### Available records ###
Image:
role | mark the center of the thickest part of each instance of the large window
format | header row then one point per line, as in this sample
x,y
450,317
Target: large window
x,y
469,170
###
:: What to work on ::
Copy out every line of the listing again, requests included, and shift each x and y coordinate in the answers up by 85. Leave the numbers in the requests and their format samples unchanged.

:: Answer ::
Image:
role | mark the center of the thickest part of each instance of the large window
format | header row then one point per line, as in this sample
x,y
450,317
Target: large window
x,y
554,255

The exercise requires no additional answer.